In your copy, include every line of the listing below exactly but none of the pictures.

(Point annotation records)
════════
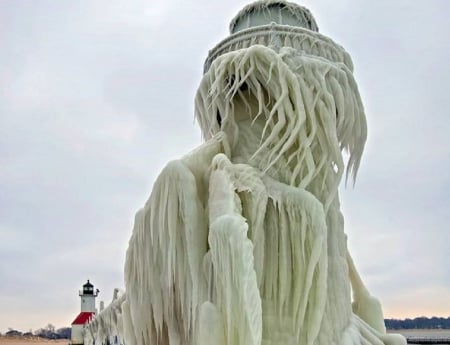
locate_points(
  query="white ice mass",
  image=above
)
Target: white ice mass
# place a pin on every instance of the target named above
(242, 240)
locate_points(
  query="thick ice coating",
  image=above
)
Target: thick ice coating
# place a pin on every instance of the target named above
(242, 240)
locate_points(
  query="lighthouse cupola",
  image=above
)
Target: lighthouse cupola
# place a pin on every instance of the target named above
(88, 295)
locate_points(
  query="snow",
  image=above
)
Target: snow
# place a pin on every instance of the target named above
(242, 240)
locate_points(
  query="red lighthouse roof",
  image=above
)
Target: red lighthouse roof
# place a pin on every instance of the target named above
(83, 317)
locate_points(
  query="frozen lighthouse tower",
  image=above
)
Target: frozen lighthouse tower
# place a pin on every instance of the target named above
(242, 240)
(87, 296)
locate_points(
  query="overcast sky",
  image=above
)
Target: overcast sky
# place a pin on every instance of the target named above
(96, 96)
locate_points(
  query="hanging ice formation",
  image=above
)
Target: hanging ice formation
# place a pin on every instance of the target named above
(242, 241)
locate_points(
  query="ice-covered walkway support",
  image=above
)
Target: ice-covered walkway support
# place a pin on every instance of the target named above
(106, 328)
(242, 240)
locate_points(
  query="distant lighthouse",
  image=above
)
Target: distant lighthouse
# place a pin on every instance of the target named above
(87, 295)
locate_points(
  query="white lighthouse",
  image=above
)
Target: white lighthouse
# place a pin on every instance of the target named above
(87, 295)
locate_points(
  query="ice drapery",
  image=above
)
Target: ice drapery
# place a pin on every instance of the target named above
(242, 240)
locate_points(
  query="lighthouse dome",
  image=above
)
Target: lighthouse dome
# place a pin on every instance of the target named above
(88, 288)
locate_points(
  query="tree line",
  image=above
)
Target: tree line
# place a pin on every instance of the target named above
(419, 323)
(47, 332)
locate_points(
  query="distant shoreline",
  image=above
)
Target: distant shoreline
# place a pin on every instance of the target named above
(17, 340)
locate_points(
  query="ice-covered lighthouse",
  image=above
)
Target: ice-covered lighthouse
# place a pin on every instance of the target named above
(242, 240)
(87, 313)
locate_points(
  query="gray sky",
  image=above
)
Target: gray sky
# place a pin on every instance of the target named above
(96, 96)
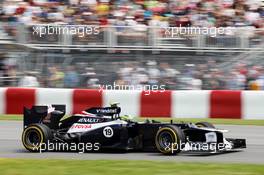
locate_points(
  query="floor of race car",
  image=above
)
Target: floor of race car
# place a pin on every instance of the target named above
(11, 147)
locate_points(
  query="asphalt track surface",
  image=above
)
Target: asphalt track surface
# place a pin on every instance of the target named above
(11, 147)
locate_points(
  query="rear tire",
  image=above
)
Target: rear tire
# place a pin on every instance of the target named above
(35, 135)
(205, 125)
(170, 140)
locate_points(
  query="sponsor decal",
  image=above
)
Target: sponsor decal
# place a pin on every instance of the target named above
(106, 110)
(88, 120)
(108, 132)
(81, 126)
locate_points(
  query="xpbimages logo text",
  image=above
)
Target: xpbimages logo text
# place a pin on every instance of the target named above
(195, 146)
(146, 88)
(80, 30)
(64, 147)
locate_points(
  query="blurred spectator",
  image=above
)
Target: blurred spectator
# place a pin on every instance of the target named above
(71, 78)
(56, 77)
(29, 80)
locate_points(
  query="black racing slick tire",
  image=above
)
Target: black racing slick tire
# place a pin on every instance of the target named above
(205, 125)
(35, 136)
(170, 140)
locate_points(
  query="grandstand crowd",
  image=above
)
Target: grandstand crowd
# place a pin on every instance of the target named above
(205, 76)
(204, 13)
(138, 14)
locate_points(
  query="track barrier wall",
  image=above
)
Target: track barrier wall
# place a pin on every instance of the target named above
(175, 104)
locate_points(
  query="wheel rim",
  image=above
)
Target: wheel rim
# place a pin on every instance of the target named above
(166, 139)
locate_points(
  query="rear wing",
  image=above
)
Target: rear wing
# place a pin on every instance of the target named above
(36, 114)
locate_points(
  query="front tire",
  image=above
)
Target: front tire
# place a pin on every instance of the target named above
(170, 140)
(35, 135)
(205, 125)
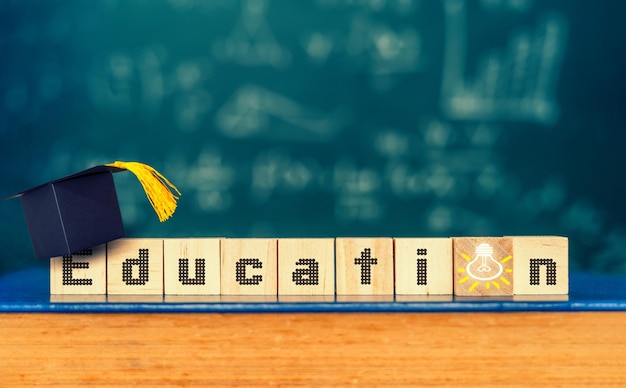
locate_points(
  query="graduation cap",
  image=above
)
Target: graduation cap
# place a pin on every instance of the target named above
════════
- Solution below -
locate_points(
  query="white ice mass",
  image=above
)
Target: white ice mass
# place a pin on every instance of the target named above
(242, 240)
locate_points(
  query="thick ice coating",
  image=above
)
Target: thick ice coating
# place a pin on every instance of the target named above
(242, 240)
locate_points(
  query="lighthouse cupola",
  image=above
)
Target: lighthouse cupola
# place a pin on every instance of the target named above
(88, 295)
locate_points(
  query="snow",
  image=above
)
Target: snow
# place a pin on every instance of the target named above
(242, 240)
locate_points(
  query="red lighthouse roof",
  image=above
)
Target: red lighthouse roof
# place a pin on every instance of the target named above
(83, 317)
locate_points(
  query="frozen lighthouse tower",
  image=above
)
Target: frozen lighthouse tower
# place a pin on every instance of the target named above
(242, 240)
(87, 296)
locate_points(
  query="overcast sky",
  image=above
)
Target: overcast sky
# place a pin on every instance of the target named above
(96, 96)
locate_points(
  query="hanging ice formation",
  image=above
)
Target: hanging ice formation
# place a pin on every instance of the target named above
(242, 241)
locate_points(
  query="ice-covered walkway support",
  image=above
)
Target: ice-covered walkway support
# place a pin on every instance of the target named above
(106, 328)
(242, 240)
locate_points(
  query="distant lighthouse",
  image=above
)
Target: distant lighthouse
# place a pin on every instance of the target named above
(87, 295)
locate_points(
  query="white lighthouse",
  image=above
)
Target: white lighthouse
# place a pin on every instance of the target named above
(87, 295)
locate_points(
  query="ice drapery",
  image=above
)
Target: ice drapery
# place a pin on every instance of the target named above
(242, 240)
locate_points(
  query="lighthouse dome",
  image=above
)
Target: lighthouse dome
# place a pin on every instance of the target named above
(88, 288)
locate_points(
  query="tree line",
  image=above
)
Target: tree line
# place a pin on every instance of the target named above
(419, 323)
(47, 332)
locate_points(
  query="distant shoreline",
  image=above
)
Target: distant shoreline
# place a pin on every instance of the target named above
(17, 340)
locate_points(
  query="ice-covered lighthouse",
  image=above
)
Target: ice-covered lighthouse
# place a pin on every instance of the target named above
(242, 240)
(87, 313)
locate_points(
  query="gray sky",
  image=above
)
Target: gray sky
# place a pin on every instance of the target named above
(96, 96)
locate_points(
  query="floor of race car",
  image=above
)
Target: floor of race car
# place a pin on every instance of the target named above
(11, 147)
locate_points(
  query="asphalt track surface",
  image=above
)
Target: asphalt track surface
# place a pin on every instance of the target named above
(11, 147)
locate_points(
  query="rear tire",
  image=above
)
Target: rear tire
# place a pin on every instance of the target named above
(35, 135)
(205, 125)
(170, 140)
locate_points(
  query="sponsor decal",
  image=above
)
Target: sponsor decal
# place a pin on every instance of the target named above
(106, 110)
(88, 120)
(108, 132)
(81, 126)
locate_points(
  query="xpbimages logo text",
  image=above
)
Target: xpbimages logo text
# place a pin on every instance of the target named above
(195, 146)
(146, 88)
(80, 30)
(64, 147)
locate_points(
  query="blurred spectator",
  image=above
)
Target: blurred spectator
# place a pin on every instance of the target named above
(71, 78)
(56, 77)
(29, 80)
locate_points(
  query="black racing slick tire",
  image=above
)
Target: black racing slick tire
# place a pin on every instance of the target named above
(205, 125)
(35, 136)
(170, 140)
locate_points(
  query="grandstand crowd",
  image=above
)
Target: grandstand crowd
# place a pin on every instance of the target named above
(205, 76)
(204, 13)
(138, 14)
locate_points(
  query="track barrier wall",
  image=above
)
Target: track barrier wall
# place a pin on every instance of the target named above
(175, 104)
locate_points(
  query="wheel rim",
  image=above
)
Target: wheel rim
# place a pin on every instance of the target named above
(166, 139)
locate_points(
  query="rear wing",
  image=above
)
Target: rear wing
# place a pin on every instance of the target named above
(36, 114)
locate_points(
  query="front tire",
  image=above
)
Target: front tire
# place a pin on every instance of the target named above
(170, 140)
(35, 135)
(205, 125)
locate_points(
  query="graduation cap",
  image=above
)
Target: graduation cap
# place a pin on every instance of the target named above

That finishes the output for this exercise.